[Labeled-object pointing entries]
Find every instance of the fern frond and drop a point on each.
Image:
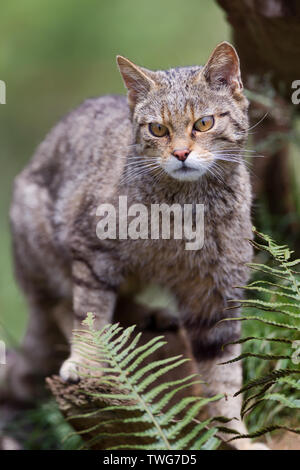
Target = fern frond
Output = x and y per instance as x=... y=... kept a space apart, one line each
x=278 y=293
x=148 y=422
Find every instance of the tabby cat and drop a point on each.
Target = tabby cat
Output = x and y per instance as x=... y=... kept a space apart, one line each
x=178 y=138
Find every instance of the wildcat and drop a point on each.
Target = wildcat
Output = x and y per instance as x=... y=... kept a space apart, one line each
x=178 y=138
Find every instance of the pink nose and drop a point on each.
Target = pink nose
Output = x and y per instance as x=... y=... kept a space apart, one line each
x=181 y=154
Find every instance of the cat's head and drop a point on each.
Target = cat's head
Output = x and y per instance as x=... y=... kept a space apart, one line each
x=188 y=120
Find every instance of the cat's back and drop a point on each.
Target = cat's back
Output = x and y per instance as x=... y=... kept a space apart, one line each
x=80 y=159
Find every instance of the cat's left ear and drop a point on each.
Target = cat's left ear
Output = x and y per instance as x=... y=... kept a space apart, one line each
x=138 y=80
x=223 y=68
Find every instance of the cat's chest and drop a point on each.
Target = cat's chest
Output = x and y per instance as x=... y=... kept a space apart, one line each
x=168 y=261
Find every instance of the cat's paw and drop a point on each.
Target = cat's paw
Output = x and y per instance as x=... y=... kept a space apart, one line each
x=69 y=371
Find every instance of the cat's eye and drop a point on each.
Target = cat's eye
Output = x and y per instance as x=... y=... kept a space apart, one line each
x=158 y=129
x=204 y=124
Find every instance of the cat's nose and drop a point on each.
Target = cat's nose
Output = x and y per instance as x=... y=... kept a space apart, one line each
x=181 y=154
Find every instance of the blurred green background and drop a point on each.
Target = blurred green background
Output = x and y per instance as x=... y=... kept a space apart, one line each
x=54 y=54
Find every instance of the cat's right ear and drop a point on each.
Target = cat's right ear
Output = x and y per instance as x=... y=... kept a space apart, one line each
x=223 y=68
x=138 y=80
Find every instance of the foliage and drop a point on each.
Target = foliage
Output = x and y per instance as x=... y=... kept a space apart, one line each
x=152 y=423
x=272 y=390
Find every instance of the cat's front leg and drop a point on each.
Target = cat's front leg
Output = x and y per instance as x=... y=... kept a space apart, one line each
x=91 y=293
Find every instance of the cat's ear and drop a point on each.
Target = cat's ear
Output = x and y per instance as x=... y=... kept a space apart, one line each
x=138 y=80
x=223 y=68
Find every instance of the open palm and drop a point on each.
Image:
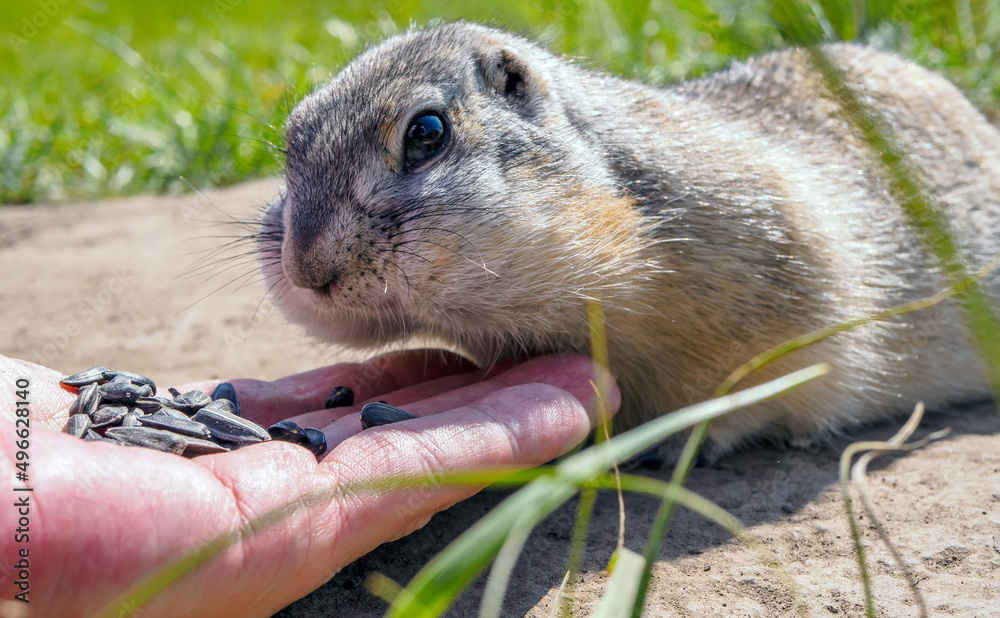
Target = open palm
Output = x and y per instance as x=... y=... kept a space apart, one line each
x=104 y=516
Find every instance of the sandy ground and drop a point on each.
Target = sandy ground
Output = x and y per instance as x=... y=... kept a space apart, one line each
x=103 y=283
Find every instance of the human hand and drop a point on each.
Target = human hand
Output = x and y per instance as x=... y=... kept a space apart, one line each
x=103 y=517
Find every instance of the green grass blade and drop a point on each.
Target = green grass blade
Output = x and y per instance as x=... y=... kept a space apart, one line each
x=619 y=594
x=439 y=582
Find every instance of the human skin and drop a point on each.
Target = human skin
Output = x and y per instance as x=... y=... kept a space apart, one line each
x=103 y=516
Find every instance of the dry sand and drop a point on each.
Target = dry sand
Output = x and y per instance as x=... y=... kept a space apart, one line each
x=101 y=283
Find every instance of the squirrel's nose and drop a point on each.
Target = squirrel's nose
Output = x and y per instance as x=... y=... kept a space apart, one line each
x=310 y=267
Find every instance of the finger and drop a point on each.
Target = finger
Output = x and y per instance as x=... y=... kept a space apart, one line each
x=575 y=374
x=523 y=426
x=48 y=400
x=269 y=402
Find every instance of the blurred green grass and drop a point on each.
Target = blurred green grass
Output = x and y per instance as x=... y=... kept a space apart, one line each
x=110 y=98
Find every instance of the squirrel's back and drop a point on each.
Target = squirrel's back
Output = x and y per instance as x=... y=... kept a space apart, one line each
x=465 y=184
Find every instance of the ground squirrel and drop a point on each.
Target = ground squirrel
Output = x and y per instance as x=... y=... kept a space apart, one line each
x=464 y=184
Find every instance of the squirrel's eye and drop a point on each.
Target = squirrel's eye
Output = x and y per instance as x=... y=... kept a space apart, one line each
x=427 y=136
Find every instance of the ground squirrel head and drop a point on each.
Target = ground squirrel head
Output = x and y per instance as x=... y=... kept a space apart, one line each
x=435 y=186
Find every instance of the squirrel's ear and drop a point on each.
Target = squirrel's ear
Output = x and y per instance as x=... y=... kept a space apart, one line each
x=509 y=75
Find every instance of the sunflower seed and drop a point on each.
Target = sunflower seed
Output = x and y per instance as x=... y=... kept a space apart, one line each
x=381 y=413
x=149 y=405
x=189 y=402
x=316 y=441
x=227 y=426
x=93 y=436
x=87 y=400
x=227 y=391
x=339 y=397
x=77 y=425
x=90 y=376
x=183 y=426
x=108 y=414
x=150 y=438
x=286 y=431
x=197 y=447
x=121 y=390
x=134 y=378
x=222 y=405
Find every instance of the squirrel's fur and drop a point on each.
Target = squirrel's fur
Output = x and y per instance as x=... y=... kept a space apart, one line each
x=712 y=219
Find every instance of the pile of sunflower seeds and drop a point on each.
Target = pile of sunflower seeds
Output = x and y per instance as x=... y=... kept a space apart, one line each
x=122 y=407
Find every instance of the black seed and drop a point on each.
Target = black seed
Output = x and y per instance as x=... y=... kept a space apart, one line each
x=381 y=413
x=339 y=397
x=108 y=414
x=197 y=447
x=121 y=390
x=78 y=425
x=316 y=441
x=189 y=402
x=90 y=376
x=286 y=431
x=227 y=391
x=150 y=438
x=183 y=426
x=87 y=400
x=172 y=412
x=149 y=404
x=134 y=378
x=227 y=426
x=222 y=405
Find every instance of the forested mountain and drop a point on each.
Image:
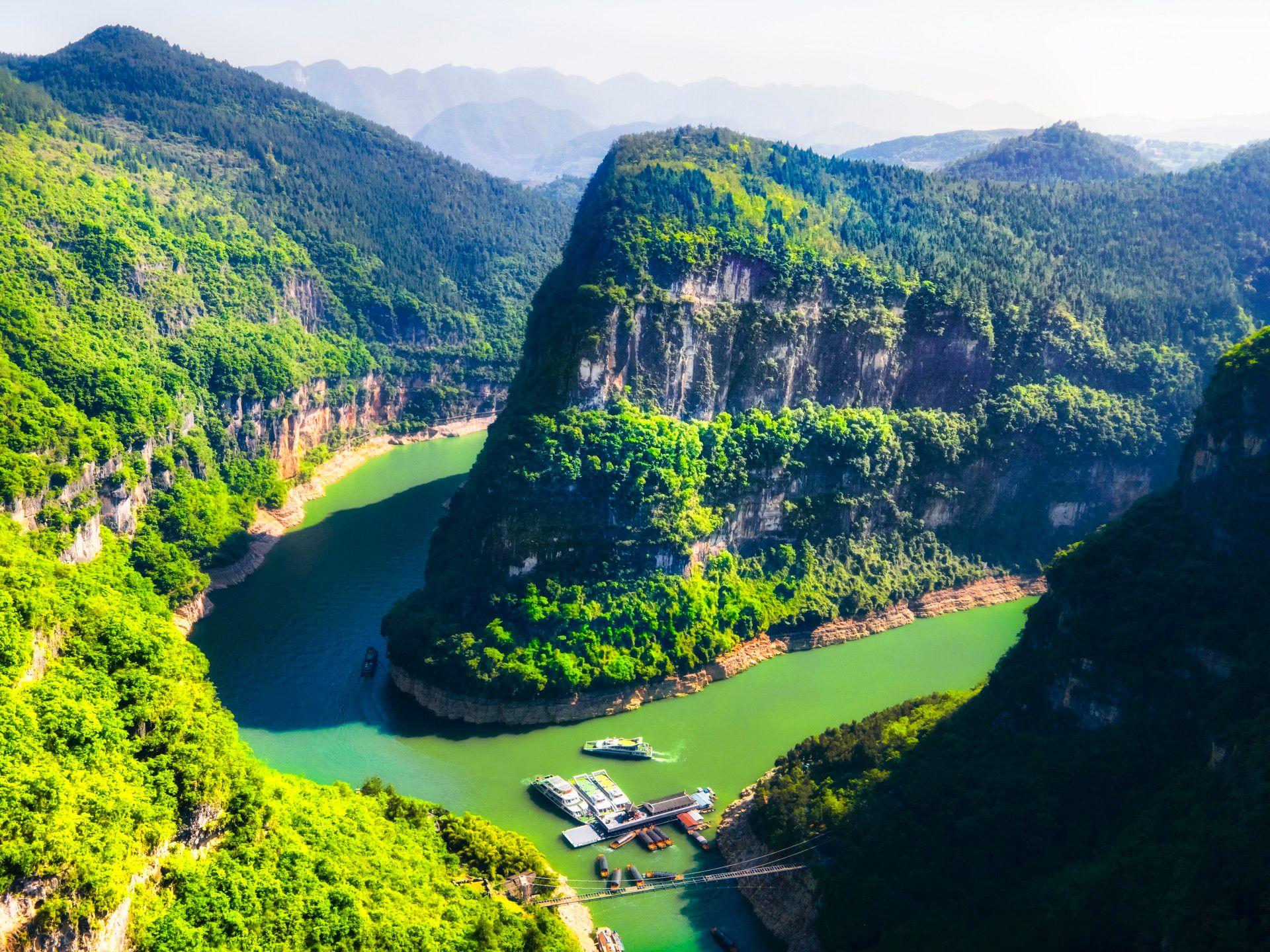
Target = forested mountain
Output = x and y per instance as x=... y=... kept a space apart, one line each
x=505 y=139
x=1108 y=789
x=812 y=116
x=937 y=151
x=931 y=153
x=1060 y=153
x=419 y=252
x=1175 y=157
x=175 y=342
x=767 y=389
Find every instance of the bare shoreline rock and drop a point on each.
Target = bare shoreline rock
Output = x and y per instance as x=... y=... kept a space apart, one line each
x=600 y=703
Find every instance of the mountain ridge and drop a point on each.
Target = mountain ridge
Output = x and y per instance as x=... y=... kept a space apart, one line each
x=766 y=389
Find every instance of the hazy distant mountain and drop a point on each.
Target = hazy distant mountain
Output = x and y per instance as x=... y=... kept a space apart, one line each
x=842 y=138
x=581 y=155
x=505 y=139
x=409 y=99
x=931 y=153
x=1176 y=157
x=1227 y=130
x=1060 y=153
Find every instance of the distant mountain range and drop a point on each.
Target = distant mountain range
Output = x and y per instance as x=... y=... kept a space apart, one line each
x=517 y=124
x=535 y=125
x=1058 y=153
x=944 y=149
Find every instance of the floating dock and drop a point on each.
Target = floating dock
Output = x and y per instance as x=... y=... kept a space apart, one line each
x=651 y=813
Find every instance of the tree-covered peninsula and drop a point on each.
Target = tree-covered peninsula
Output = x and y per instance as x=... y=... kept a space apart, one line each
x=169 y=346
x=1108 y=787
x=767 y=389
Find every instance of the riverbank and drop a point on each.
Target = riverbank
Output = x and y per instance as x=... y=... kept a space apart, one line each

[SET PROBLEM] Copy every entry exactly as written. Pictures are excluded.

[SOLUTION TO THE EXERCISE]
Find every instance of the fern frond and drop a point on each.
Image:
Target = fern frond
Output = x and y per instance as x=... y=... kept a space apart, one line each
x=278 y=293
x=148 y=422
Find every instance of the tabby cat and drop a point on each.
Target = tabby cat
Output = x and y per instance as x=... y=... kept a space apart, one line each
x=178 y=138
Find every instance of the wildcat and drop a point on each.
Target = wildcat
Output = x and y per instance as x=... y=... kept a space apart, one line each
x=178 y=138
Find every instance of the pink nose and drop a point on each.
Target = pink nose
Output = x and y per instance as x=... y=... kept a space apart, one line each
x=181 y=154
Find every instance of the cat's head and drop a point on each.
Target = cat's head
Output = x and y per instance as x=... y=... kept a space apart, one line each
x=188 y=120
Find every instance of the cat's back and drop a point on each.
Target = cat's back
Output = x and y per instance as x=... y=... kept a space apart, one line each
x=80 y=159
Find every instance of the cat's left ear and drop a point on each.
Target = cat's left ear
Output = x and y per instance as x=... y=... kept a space apart, one line each
x=138 y=80
x=223 y=68
Find every instance of the cat's chest and drop a point on each.
Target = cat's chest
Output = x and y per instance as x=... y=... kept a space apart, one line each
x=168 y=261
Find every instance of the cat's paw and drop a point on each.
Target = cat's paw
Output = x and y per instance as x=... y=... kept a space apart, one line each
x=69 y=371
Find every instance of the cat's eye and drop a point on each.
Target = cat's eye
Output = x and y per instance as x=... y=... kept a space apart, one line each
x=158 y=129
x=204 y=124
Find every instance of the cat's nose and drop a point on each.
Target = cat's nose
Output = x and y per instance as x=... y=... kept a space apart, one line each
x=181 y=154
Find every instance of the blurred green background and drop a point on each.
Target = blurred green background
Output = x and y per instance as x=... y=... kept a space apart, one line each
x=54 y=54
Find every instance of the cat's right ear and drop a point on each.
Target = cat's right ear
Output = x and y per instance as x=... y=... kept a space apart, one line each
x=223 y=68
x=138 y=80
Find every instance of the foliage and drop a point on each.
Target = foliage
Output = x and y per instance as x=... y=... kept a space apart, one line each
x=152 y=423
x=272 y=390
Find every instance of the cat's front leg and drop a point on each.
Target = cat's front leg
Output = x and y per instance as x=... y=... kept a space apart, one line each
x=91 y=293
Find every instance of the cat's ear and drop a point on each.
Target = cat's ear
Output = x and y per instance as x=... y=... kept a space apart, one line each
x=138 y=80
x=223 y=68
Find every instance of the open palm and drop a point on each.
Image:
Target = open palm
Output = x and y per instance as x=... y=... kept a space apart, one line each
x=104 y=516
Find every instance of the sandy ground and drop a point on each.
Target = sandy ground
Output = x and y per instance as x=... y=... kept a space apart, one line each
x=103 y=283
Find every instance of the human hand and drop a point on each.
Target = human hand
Output = x and y per instance as x=... y=... kept a space apart, one line each
x=103 y=517
Find every instance of the green grass blade and drop a point on each.
Target = green grass blade
Output = x and y per instance as x=... y=... kept a space apart, one line each
x=619 y=594
x=439 y=582
Find every instance of the human skin and drop a point on each.
Target = human skin
Output = x and y per instance as x=... y=... kept a space apart, one line each
x=103 y=516
Find every instance of the dry sand and drop a point on each.
Target = dry sand
Output = x and y per instance as x=... y=... kept a space apart, one line each
x=101 y=283
Find every instance of the squirrel's nose and drop a point on each.
Target = squirrel's nose
Output = x and y per instance as x=... y=... kept a space apart, one line each
x=310 y=267
Find every instance of the finger and drop a point on each.
Target = finger
Output = x and y per instance as x=... y=... kept a space apart, one line each
x=575 y=374
x=523 y=426
x=48 y=400
x=269 y=402
Find every instance of the blurred green grass and drop a point on each.
Target = blurred green grass
Output = x and y per instance as x=... y=... kept a space apart, one line each
x=110 y=98
Find every instance of the squirrel's back and drop a point on each.
Target = squirrel's back
Output = x and y per instance as x=... y=... kept a space apart, one line each
x=465 y=184
Find every instance of the ground squirrel and drop a point on each.
Target = ground squirrel
Output = x and y per instance as x=... y=... kept a space apart, one line each
x=464 y=184
Find every instance of the squirrel's eye and drop a point on each.
Target = squirrel's eye
Output = x and y per instance as x=... y=... kept a space apart, one line each
x=427 y=136
Find every instance of the ground squirrel head and drop a point on each.
Target = ground squirrel head
Output = x and y per instance as x=... y=... kept a space apart, one line each
x=435 y=186
Find every instance of the squirrel's ear and drop a point on each.
Target = squirrel's ear
Output = x and y per instance as x=... y=... kept a space apart, one line each
x=509 y=75
Find every instance of the sunflower seed and drop a point on each.
Target = sunflower seed
Output = x and y per instance as x=... y=... kept a space apart, one line each
x=381 y=413
x=149 y=405
x=189 y=402
x=316 y=441
x=227 y=426
x=93 y=436
x=87 y=400
x=227 y=391
x=339 y=397
x=77 y=425
x=90 y=376
x=183 y=426
x=108 y=414
x=150 y=438
x=286 y=431
x=197 y=447
x=121 y=390
x=134 y=378
x=222 y=405
Find every instance of the squirrel's fur and drop a point on each.
Target = squirrel's fur
Output = x and y per instance as x=... y=... kept a space apart, one line each
x=712 y=219
Find every instance of the pile of sunflower seeds and drop a point on each.
Target = pile of sunflower seeds
Output = x and y per instance as x=... y=... kept a space apart, one line each
x=122 y=407
Find every instance of the black seed and drop a point on each.
Target = black seed
Output = x and y per instance as x=... y=... kept a space apart, one line each
x=381 y=413
x=339 y=397
x=108 y=414
x=197 y=447
x=121 y=390
x=78 y=425
x=316 y=441
x=189 y=402
x=90 y=376
x=286 y=431
x=227 y=391
x=150 y=438
x=183 y=426
x=87 y=400
x=172 y=412
x=149 y=404
x=134 y=378
x=227 y=426
x=222 y=405
Find every instance of the forested mountain and drop a point on each.
Image:
Target = forested mountain
Output = x and y per instance as x=... y=... kept a space apart, one line each
x=505 y=139
x=1108 y=789
x=812 y=116
x=937 y=151
x=931 y=153
x=1060 y=153
x=419 y=252
x=1175 y=157
x=175 y=342
x=767 y=389
Find every instance of the bare shoreline rock and drop a point on each.
Target = bare shoreline rock
Output = x and y per instance as x=... y=... kept a space apart, one line each
x=600 y=703
Find every instance of the mountain ridge and drop a point on each.
Target = mountain ridge
Output = x and y per instance as x=... y=... kept a space apart, one line each
x=766 y=389
Find every instance of the hazy distant mountain and drop a point on each.
Target = hazy distant mountain
Output = x and y per instance as x=... y=... kept a space apart, one line each
x=842 y=138
x=581 y=155
x=505 y=139
x=409 y=99
x=931 y=153
x=1176 y=157
x=1227 y=130
x=1060 y=153
Find every instance of the distant mountain range and drop a point on each.
Target = distant mountain range
Output = x and y per instance as x=... y=... kept a space apart, one line each
x=517 y=124
x=535 y=125
x=1058 y=153
x=944 y=149
Find every instance of the floating dock and drop a point on each.
Target = floating dock
Output = x and y per instance as x=... y=... kept a space apart, one line each
x=651 y=813
Find every instance of the tree-covered peninsula and drop a point on each.
Target = tree-covered peninsula
Output = x and y per instance as x=... y=... kept a space apart, one line each
x=169 y=346
x=1108 y=787
x=767 y=389
Find every instance of the riverbank and drop a point on each.
Target = riverbank
Output = x and y per instance as x=... y=... kept a space apart, one line each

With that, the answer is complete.